[Page extract]:
Haunted houses are a staple of Halloween.
Make Your Own Haunted House. If you've grown too old to go trick-or-treating, you can still participate in the holiday by providing some fun for your neighborhood children. Nothing says Halloween like a haunted house. If you want to make your own, you can go as simple or as complex as your time and budget allows.
Instructions
Create the Haunted Experience
1. Plan your path through the haunted house before you start setting up your props. If you are allowing neighborhood children to enter your house, you may want to limit the attraction to your garage or other outer buildings. If you are planning a party, you can take over your entire home. Make sure that visitors can walk through the house safely without getting lost.
2. Play some spooky sound CDs, such as "Fright Night Delight: Music and Sound for a Haunted House" by Roy Shakked, which can be found on Amazon (see Resources below). You can also record your own heavy breathing and screams. Sound is a key element to haunted houses, so make sure you put the disc on repeat. If you don't have the space to build a freestanding haunted house, play the music and sounds from a front window of your home.

[Prompt A]: Please return every line from the entries below that contains the word "gold". Case counts.

[Excerpted data]:
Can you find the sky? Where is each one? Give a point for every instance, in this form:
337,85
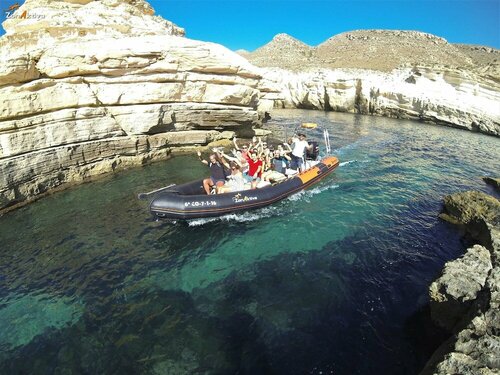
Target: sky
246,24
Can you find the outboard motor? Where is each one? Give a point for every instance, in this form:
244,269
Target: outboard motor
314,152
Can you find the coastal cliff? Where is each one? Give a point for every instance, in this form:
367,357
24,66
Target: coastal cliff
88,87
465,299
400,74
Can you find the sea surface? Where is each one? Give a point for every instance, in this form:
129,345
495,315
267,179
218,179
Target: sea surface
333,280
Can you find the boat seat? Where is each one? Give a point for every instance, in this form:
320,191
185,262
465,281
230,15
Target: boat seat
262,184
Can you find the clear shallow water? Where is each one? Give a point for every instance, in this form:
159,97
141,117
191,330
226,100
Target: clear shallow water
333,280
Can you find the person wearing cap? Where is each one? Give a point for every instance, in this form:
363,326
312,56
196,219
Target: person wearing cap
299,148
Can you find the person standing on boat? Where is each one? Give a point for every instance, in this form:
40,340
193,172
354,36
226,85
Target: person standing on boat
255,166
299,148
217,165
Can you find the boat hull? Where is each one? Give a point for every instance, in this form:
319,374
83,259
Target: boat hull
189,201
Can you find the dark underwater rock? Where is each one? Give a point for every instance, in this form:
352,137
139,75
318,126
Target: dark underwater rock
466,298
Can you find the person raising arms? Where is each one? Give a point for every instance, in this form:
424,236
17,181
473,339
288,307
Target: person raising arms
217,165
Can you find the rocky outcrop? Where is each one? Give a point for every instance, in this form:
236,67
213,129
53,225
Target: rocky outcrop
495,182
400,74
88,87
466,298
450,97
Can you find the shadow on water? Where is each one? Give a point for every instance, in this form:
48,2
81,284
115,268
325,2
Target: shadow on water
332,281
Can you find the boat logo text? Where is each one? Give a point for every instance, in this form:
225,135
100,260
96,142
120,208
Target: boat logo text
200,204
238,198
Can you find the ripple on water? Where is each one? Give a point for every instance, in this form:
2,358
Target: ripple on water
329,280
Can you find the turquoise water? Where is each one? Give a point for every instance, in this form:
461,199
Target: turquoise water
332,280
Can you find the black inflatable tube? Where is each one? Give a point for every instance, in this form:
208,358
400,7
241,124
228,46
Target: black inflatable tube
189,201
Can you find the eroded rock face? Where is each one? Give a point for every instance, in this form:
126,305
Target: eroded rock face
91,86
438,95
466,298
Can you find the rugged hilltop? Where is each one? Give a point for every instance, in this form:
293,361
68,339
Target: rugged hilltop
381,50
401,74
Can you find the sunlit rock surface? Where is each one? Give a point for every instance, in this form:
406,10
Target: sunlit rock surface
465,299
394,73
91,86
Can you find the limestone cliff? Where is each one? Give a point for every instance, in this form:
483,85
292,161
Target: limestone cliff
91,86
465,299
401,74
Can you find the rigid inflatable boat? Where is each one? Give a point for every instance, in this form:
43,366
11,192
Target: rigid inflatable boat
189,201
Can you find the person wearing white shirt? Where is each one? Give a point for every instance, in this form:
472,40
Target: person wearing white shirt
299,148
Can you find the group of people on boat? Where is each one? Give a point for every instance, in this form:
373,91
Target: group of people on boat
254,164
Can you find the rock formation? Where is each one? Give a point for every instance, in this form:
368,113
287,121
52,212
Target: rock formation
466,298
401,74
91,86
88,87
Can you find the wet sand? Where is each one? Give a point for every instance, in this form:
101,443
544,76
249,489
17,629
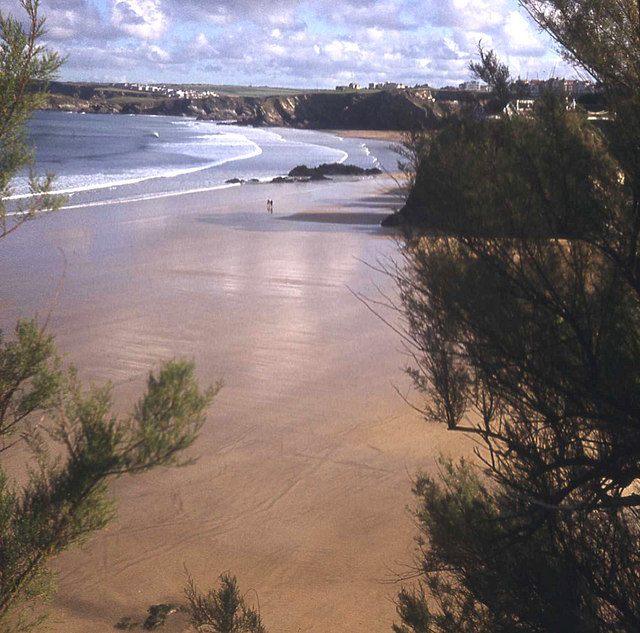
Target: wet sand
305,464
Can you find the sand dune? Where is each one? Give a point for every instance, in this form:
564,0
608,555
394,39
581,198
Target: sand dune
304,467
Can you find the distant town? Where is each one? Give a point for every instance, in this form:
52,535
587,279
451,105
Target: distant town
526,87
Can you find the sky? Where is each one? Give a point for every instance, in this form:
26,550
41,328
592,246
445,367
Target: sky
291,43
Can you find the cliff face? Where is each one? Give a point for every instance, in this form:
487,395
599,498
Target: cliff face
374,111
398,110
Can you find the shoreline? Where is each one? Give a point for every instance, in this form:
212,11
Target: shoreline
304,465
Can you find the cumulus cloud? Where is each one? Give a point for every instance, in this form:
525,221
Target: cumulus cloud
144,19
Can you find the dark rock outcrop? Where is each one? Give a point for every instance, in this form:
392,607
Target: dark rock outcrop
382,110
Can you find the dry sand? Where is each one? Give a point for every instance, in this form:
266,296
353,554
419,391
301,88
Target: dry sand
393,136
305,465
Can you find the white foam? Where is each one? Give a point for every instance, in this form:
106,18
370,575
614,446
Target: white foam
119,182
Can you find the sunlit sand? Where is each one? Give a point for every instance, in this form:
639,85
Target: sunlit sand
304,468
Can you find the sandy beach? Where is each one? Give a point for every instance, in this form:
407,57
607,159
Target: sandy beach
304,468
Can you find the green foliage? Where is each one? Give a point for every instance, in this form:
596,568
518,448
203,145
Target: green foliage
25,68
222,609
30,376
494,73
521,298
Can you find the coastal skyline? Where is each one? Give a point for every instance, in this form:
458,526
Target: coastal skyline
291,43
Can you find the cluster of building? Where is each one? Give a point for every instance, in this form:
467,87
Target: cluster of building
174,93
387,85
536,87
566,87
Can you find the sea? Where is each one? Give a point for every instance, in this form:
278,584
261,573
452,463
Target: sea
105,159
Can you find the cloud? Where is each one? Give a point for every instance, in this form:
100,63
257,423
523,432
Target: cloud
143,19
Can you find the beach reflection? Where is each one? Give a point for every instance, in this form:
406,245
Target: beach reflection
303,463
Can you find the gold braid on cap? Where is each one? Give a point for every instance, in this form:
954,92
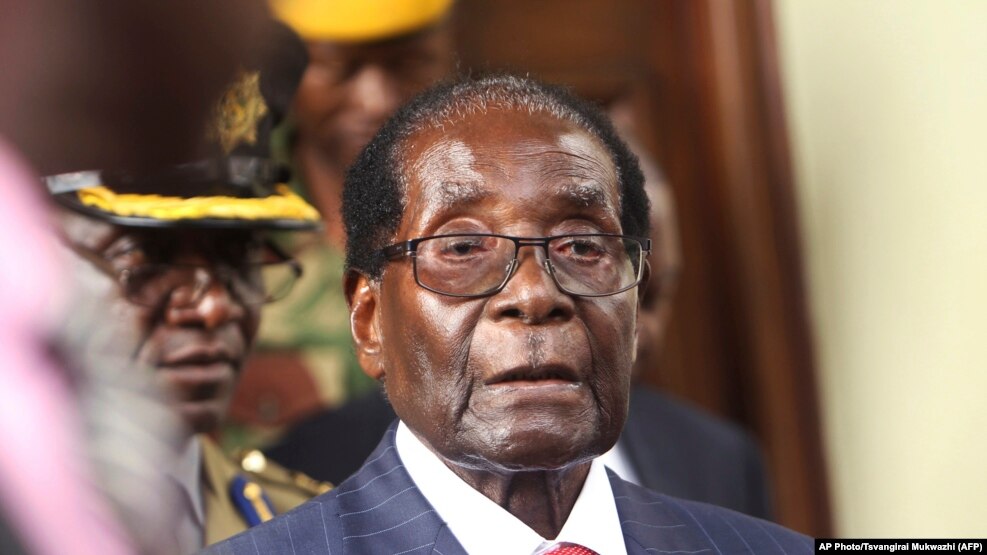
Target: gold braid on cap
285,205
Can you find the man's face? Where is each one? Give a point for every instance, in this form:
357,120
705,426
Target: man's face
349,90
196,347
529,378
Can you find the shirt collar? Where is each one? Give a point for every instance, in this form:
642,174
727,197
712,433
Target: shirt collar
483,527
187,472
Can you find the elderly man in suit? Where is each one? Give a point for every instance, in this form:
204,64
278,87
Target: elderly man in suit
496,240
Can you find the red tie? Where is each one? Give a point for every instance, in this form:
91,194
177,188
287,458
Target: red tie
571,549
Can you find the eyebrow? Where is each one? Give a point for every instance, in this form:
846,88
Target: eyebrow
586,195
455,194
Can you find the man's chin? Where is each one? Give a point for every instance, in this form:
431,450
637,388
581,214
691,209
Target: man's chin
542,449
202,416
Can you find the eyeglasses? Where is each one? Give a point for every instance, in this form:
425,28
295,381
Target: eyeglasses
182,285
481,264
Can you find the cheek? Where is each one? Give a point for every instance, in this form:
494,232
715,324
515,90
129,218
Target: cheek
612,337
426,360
--
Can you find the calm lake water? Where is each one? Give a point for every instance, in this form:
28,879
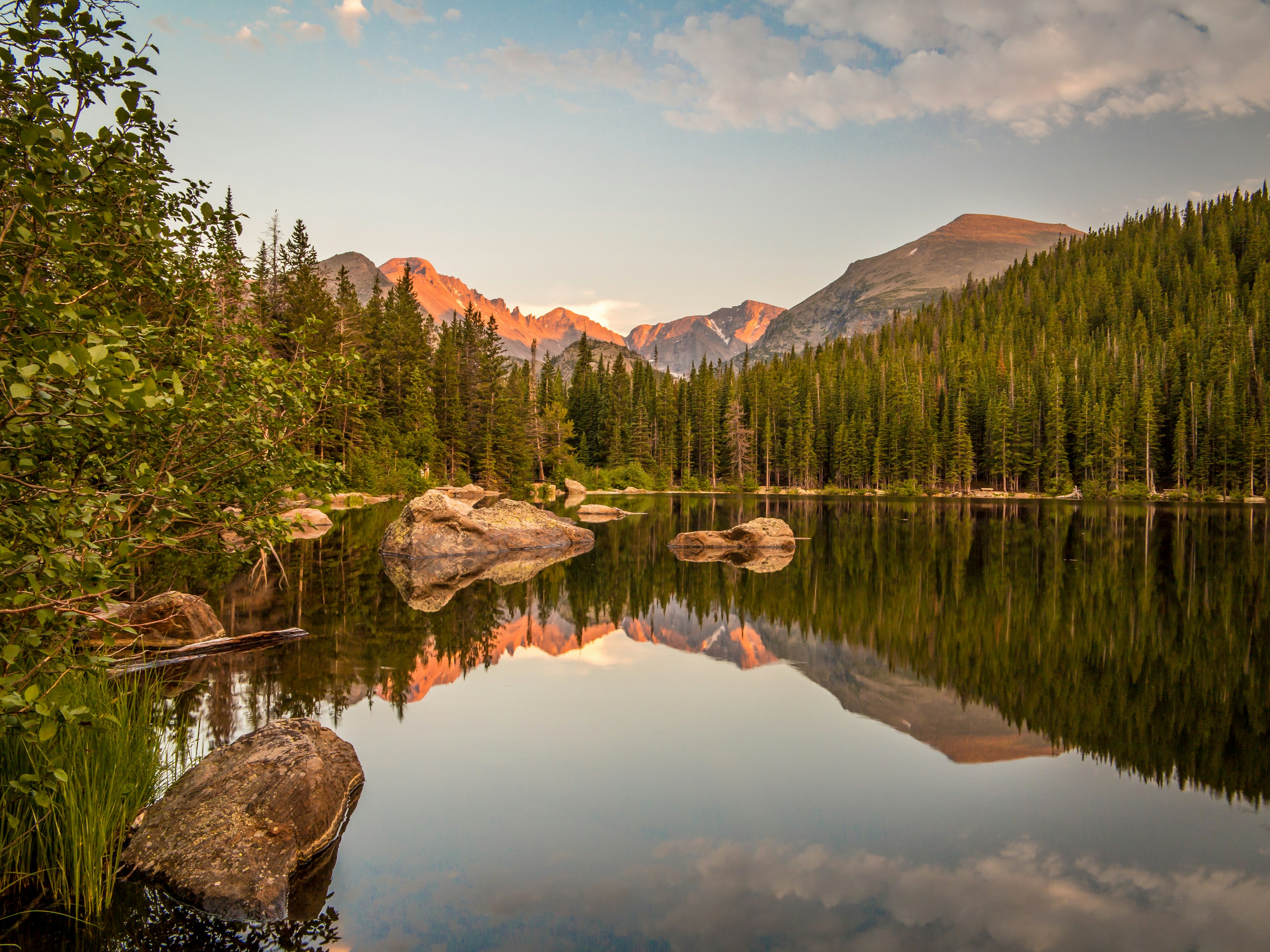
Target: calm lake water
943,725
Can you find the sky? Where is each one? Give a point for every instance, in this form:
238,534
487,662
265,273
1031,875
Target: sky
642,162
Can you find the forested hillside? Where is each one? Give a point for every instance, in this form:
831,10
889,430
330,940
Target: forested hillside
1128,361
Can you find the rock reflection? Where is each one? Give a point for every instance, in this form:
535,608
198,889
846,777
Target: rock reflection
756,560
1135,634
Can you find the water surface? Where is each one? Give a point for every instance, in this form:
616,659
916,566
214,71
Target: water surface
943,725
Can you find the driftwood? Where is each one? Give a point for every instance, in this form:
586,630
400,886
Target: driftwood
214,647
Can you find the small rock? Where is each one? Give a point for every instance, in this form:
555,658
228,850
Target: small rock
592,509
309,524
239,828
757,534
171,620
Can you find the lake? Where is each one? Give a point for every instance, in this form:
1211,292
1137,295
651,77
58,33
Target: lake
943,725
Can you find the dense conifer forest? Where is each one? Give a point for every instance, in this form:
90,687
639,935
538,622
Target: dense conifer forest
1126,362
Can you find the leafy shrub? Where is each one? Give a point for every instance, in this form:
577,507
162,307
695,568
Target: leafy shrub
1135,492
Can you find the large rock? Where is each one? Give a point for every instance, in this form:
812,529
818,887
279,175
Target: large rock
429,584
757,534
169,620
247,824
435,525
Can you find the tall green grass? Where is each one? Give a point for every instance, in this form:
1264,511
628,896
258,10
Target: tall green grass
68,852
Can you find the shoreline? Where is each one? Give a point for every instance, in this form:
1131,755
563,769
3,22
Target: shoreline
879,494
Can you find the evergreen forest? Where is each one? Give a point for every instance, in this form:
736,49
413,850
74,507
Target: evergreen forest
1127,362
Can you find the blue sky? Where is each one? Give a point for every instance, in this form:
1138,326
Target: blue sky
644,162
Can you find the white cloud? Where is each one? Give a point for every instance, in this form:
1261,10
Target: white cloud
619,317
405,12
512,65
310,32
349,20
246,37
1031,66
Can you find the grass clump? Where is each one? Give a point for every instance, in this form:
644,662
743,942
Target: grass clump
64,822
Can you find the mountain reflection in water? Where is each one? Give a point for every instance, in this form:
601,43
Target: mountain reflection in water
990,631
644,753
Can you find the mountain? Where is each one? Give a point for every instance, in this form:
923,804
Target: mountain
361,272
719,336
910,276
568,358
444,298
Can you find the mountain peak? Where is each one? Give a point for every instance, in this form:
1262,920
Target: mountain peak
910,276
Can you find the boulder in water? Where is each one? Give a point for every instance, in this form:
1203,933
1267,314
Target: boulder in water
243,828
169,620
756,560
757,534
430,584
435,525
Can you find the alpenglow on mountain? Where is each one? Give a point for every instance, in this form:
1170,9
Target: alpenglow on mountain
...
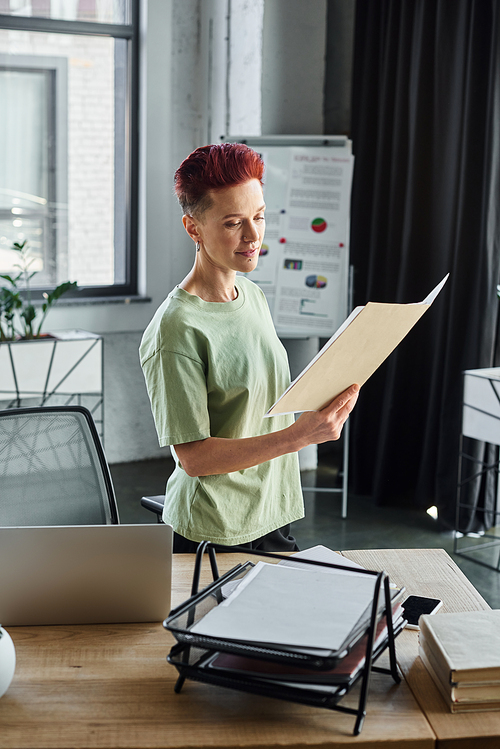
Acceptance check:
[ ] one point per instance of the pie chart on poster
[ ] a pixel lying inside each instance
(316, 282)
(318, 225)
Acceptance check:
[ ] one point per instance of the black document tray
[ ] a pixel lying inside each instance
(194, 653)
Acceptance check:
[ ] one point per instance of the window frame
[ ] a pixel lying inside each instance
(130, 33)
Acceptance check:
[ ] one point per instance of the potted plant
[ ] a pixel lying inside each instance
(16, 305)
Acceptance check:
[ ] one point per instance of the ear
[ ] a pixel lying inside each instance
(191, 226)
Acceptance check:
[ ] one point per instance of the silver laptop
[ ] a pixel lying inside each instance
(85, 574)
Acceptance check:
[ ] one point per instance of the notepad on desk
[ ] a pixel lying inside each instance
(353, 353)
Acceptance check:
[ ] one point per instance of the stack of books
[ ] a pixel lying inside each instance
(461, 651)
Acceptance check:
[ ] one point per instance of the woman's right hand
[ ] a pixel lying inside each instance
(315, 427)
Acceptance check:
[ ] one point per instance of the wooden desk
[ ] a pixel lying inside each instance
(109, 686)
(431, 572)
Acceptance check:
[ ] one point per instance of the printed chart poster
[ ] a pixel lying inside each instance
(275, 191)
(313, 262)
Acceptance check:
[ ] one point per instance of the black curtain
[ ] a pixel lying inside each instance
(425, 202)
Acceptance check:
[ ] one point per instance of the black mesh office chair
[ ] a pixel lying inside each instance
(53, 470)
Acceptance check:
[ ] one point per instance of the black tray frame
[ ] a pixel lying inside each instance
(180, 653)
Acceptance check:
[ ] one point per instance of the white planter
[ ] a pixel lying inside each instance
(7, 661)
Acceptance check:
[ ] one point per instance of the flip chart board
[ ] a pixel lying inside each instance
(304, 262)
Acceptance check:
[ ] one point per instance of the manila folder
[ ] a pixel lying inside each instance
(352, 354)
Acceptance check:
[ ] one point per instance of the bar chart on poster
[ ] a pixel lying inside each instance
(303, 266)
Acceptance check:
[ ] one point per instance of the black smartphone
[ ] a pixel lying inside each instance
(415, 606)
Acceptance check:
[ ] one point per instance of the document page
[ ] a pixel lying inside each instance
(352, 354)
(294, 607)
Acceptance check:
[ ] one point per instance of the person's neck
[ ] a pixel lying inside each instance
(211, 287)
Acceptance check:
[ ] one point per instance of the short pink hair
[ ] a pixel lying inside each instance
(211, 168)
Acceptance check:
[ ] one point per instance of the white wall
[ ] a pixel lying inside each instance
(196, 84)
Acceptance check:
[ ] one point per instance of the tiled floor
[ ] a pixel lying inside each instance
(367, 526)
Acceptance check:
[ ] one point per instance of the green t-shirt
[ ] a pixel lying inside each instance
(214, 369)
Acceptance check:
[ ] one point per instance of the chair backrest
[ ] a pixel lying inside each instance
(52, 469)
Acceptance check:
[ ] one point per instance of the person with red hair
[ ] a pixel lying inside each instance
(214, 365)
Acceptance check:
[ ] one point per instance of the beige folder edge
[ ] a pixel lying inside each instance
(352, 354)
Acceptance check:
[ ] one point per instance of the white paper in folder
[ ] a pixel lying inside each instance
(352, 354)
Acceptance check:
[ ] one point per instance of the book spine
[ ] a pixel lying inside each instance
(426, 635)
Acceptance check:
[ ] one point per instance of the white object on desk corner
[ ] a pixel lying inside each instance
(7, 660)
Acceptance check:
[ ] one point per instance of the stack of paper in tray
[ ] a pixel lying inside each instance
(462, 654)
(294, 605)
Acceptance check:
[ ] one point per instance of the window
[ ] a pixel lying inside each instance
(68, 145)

[Prompt B]: In the haunted house instructions above, where should the music and sounds be played if there isn't space to build a freestanding haunted house?

[Exercise output A]:
Can you find the gold braid on cap? Where is each one? Give a point for every instance, in this form:
Target: gold braid on cap

[Exercise output B]: From a front window of your home.